* _Given exercise_: Please rewrite the records below as a two-column CSV with the columns "prompt" and "response", one row per record: its text and its answer, each in a single quoted field with line breaks replaced by spaces.

* _Provided records_:
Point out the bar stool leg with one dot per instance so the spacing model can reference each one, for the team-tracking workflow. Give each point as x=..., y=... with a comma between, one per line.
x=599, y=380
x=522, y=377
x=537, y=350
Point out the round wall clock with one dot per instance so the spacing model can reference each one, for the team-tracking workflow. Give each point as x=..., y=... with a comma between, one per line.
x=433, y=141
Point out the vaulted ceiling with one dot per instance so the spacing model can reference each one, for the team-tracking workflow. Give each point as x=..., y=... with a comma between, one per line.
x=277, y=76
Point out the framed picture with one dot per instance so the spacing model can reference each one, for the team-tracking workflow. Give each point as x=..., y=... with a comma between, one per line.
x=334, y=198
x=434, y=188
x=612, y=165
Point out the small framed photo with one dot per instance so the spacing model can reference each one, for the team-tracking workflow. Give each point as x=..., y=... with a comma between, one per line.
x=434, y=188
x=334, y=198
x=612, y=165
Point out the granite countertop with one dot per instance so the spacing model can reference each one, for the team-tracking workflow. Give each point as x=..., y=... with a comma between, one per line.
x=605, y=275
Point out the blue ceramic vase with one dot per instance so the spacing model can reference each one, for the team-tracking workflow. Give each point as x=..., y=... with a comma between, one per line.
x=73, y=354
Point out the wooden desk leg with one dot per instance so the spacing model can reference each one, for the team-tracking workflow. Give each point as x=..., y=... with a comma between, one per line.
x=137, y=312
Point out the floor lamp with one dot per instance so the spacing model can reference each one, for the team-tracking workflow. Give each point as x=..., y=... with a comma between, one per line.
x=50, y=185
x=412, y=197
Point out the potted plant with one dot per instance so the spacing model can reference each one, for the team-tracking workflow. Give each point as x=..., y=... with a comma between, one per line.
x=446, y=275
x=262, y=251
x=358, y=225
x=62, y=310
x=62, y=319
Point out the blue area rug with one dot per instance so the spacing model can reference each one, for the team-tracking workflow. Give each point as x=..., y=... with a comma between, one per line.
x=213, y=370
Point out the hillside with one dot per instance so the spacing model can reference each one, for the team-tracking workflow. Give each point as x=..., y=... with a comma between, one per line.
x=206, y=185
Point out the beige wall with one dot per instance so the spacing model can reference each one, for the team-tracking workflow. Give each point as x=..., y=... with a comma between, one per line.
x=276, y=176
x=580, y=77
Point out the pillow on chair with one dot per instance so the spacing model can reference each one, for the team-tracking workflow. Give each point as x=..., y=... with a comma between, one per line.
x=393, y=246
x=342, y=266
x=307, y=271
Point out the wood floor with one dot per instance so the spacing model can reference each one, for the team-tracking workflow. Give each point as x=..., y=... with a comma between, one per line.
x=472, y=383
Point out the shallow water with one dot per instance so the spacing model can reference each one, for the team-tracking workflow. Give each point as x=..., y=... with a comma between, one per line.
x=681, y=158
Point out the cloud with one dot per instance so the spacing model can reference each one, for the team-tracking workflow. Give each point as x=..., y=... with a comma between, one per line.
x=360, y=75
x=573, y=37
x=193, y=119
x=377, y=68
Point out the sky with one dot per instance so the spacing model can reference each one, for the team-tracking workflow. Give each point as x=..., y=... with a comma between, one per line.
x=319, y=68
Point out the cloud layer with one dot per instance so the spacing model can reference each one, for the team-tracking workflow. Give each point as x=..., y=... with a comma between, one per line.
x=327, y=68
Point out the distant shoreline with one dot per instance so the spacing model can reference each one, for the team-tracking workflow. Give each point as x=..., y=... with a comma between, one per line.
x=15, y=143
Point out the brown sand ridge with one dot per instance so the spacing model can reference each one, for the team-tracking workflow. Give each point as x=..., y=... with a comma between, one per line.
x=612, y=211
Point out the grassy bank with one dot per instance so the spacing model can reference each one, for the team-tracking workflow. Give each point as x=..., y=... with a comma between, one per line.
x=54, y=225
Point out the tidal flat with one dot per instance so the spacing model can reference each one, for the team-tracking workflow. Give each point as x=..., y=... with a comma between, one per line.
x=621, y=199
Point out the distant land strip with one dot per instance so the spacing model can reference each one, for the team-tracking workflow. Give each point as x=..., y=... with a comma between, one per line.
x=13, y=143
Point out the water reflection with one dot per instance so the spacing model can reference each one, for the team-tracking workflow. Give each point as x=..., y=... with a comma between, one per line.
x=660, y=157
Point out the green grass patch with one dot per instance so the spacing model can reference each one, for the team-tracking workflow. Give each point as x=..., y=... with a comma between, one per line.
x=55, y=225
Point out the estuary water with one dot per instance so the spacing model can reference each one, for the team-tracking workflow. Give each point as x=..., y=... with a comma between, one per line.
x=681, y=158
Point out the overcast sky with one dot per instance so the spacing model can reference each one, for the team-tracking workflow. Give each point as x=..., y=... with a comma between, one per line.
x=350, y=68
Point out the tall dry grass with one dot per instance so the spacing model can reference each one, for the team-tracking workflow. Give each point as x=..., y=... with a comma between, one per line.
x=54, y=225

* _Task solution_:
prompt,response
"Point out the bar stool leg with one dot per instance so the spacing model can reference each one, for the team-tracking workflow. Give each point as x=..., y=... with a comma between, one per line.","x=599, y=380 x=522, y=377 x=537, y=350"
"Point out the round wall clock with one dot per instance so the spacing model can reference each one, for the team-tracking workflow. Give each point as x=..., y=... with a comma between, one per line.","x=433, y=141"
"Point out the vaulted ceiling with one dot per instance so the spacing model can reference each one, for the team-tracking workflow. Give each point as x=..., y=... with a comma between, one per line.","x=277, y=76"
"Point out the framed picture with one dot per instance so the spacing model can reference each one, for the team-tracking workflow. Give each point as x=..., y=... with a comma between, one per line.","x=334, y=198 x=434, y=188 x=612, y=165"
"Point out the small framed photo with one dot per instance so the spacing model can reference each one, for the team-tracking workflow. Give each point as x=..., y=... with a comma between, one per line.","x=434, y=188 x=334, y=198 x=612, y=165"
"Point out the granite countertop with one dot per instance so the spacing model can reference each one, for the team-tracking workflow. Give each point as x=..., y=... with a comma between, one per line.","x=605, y=275"
"Point out the blue ceramic vase with one dot per instance so the spacing model can reference each one, for the team-tracking workflow. Give each point as x=..., y=... with a comma between, one per line.","x=73, y=354"
"Point out the wooden desk leg with one dot per instance so the spacing model can reference each one, for the team-tracking workflow. Give each point as x=..., y=... with a comma between, one per line.","x=137, y=312"
"Point out the floor lamp with one dot per instance so the spacing model can reference each one, for the team-tracking workflow. Give each point as x=..., y=... with a comma between, one per line.","x=50, y=185 x=412, y=197"
"Point out the potted plant with one dot per instance so the spacing model can reference each one, for the team-tracking workflow. Give each point as x=..., y=... with a comma between, one per line.","x=446, y=275 x=262, y=251 x=358, y=225 x=62, y=310 x=62, y=319"
"Point out the blue area rug with one dot per instance so the spacing model can reference each one, for the team-tracking workflow. Give each point as x=..., y=... with a comma between, one per line.","x=213, y=370"
"Point out the hillside with one dot per instance so the spacing model can reference each one, for the team-tracking workflow. Give each point as x=..., y=... with a comma between, one per line.","x=206, y=185"
"Point out the beige wall with one dot per instance so the spacing model can reference each one, for the team-tracking workflow. Give each point as x=..., y=... with a comma between, one per line.","x=276, y=176 x=580, y=77"
"Point out the pillow on chair with one dot per instance so the spacing model can reference each one, for the team-tracking workflow. Give each point as x=..., y=... with a comma between, one per line.","x=393, y=246 x=342, y=266 x=307, y=271"
"Point out the wood floor with one dot per instance so the spacing model can reference each one, for the team-tracking workflow. Give each point as x=..., y=... with a comma between, one per line.","x=472, y=383"
"Point out the shallow water with one dot per instance so the spacing model can reference each one, for the team-tracking workflow. Give each point as x=..., y=... with a comma between, one per line.","x=681, y=158"
"Point out the cloud with one dot per instance so the spacing model can reference each one, for the team-tracking workflow. Give each point as x=..., y=... with a comma between, one per line.","x=360, y=75 x=573, y=37 x=193, y=119 x=377, y=68"
"Point out the sky with one dot per instance so the spacing model can reference each one, for the team-tracking workflow. Give each point as x=..., y=... with a comma between, one per line.","x=319, y=68"
"Point out the cloud layer with one dot per instance so the spacing model can reference each one, for the team-tracking workflow. Give each point as x=..., y=... with a comma between, one per line.","x=327, y=68"
"Point out the distant shoreline with one dot per instance so the spacing model can reference each one, for the team-tracking workflow. Give each point as x=..., y=... with a comma between, one per line.","x=15, y=143"
"Point out the brown sand ridge with one dot per instance so the spacing model can reference each one, for the team-tracking workflow. Give each point as x=..., y=... with a comma between, one per line.","x=612, y=211"
"Point out the grassy bank with one dot per instance so the spacing model can reference each one, for the team-tracking workflow. Give each point as x=..., y=... with a comma between, one per line.","x=54, y=225"
"Point out the tidal flat with one dot per instance so the spacing model can reference each one, for the team-tracking workflow. Give each point as x=..., y=... with a comma between, one per line.","x=621, y=199"
"Point out the distant land strip with one dot per instance so the spacing model can reference each one, for the team-tracking workflow. Give each point as x=..., y=... with a comma between, one per line.","x=13, y=143"
"Point out the water reflection with one dot per instance so the spacing model can reference each one, for the team-tracking workflow. Give each point as x=..., y=... with a comma between, one per line.","x=660, y=157"
"Point out the green grass patch with one dot per instance so the spacing model can reference each one, for the team-tracking workflow. Give each point as x=..., y=... with a comma between, one per line.","x=55, y=225"
"Point out the estuary water with one dot per instance so the spacing model can reference each one, for the team-tracking workflow. Give each point as x=..., y=... with a comma between, one per line.","x=681, y=158"
"Point out the overcast sky with one dot per instance so the spacing model can reference each one, for the team-tracking workflow. Give each point as x=..., y=... with a comma between, one per line.","x=350, y=68"
"Point out the tall dry grass with one dot per instance so the spacing model can reference each one, for the team-tracking workflow. Give each point as x=..., y=... with a comma between, one per line.","x=54, y=225"